*Directions for this task:*
Put every line of the records into a Markdown table with the columns "Row" and "Line", numbering each row and skipping blank lines. Leave the pictures out of the table.

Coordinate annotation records
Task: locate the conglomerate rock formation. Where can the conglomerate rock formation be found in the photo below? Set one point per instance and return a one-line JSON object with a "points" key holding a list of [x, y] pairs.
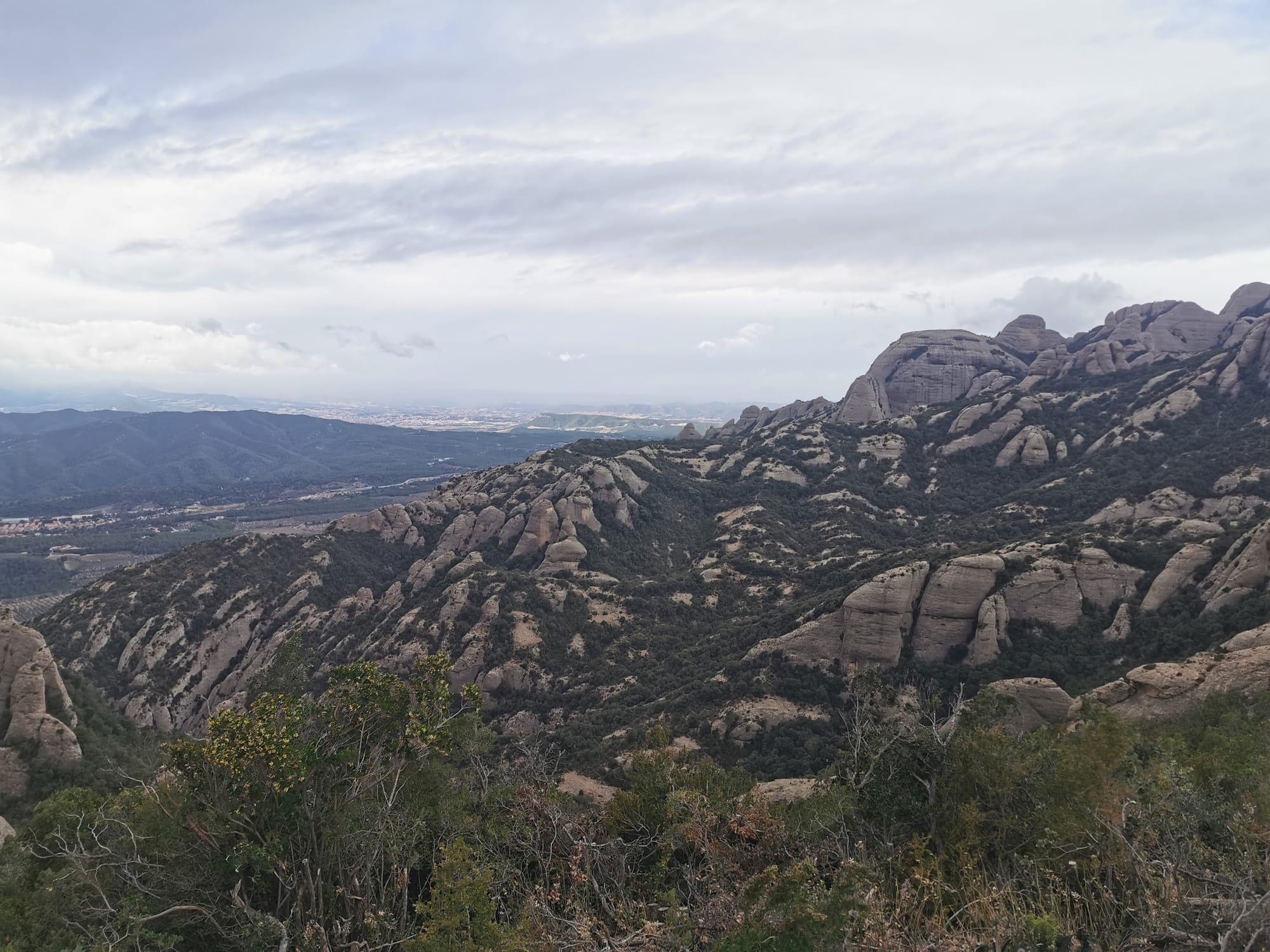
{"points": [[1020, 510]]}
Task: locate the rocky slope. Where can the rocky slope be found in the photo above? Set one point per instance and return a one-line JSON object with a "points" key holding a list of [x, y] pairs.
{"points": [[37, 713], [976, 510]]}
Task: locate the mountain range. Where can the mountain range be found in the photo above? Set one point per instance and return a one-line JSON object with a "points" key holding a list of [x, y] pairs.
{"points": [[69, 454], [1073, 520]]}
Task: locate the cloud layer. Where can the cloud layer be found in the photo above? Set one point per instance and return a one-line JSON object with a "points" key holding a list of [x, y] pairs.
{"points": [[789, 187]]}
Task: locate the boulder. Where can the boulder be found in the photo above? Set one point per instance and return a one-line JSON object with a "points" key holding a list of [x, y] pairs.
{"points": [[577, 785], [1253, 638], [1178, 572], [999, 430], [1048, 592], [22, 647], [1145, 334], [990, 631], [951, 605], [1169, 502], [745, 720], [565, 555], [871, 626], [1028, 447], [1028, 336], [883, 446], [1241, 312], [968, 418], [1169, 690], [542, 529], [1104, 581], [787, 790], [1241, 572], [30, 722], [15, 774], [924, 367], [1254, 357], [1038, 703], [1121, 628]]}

*Full output:*
| Row | Line |
|---|---|
| 1 | Task: locate the conglomerate rock formation. Where can the conglomerate rock formation be found in the photo below? Set one point per instance and return a one-line JSON object with a "points" key holding a list of [x, y] pairs. |
| 2 | {"points": [[1020, 510]]} |
| 3 | Task: locate the rocky slope. Where can the rocky slope be found in the photo above? Set one point per instance and return a one-line JSON object with a "points" key holding a list of [x, y] pairs. |
| 4 | {"points": [[37, 713], [976, 510]]} |
| 5 | Task: locate the mountain range. Where can the mountain range be found in the photo above? Set one point per instance and return a one-line JSON object with a "points" key holding a list of [x, y] pairs. |
| 6 | {"points": [[69, 454], [1073, 520]]} |
| 7 | Task: locate the cloud layer. Where can the cloud layer be found in the photo above? Set one point per instance and return a one-line JSON object with a "points" key holding a list of [x, y] pairs. |
| 8 | {"points": [[789, 187]]} |
| 9 | Task: locate the boulder. Where can the boulder be found in the photo above? Set one point per instance and return a one-line JSON object with a "points" key holding a list of [x, y] pairs. |
| 10 | {"points": [[577, 785], [1253, 638], [1178, 572], [999, 430], [1048, 592], [22, 647], [1145, 334], [990, 631], [951, 605], [1169, 502], [745, 720], [565, 555], [871, 626], [1028, 447], [1028, 336], [883, 446], [1241, 312], [968, 418], [1169, 690], [542, 529], [1104, 581], [787, 790], [1241, 572], [30, 722], [15, 774], [924, 367], [1254, 357], [1038, 703], [1121, 628]]} |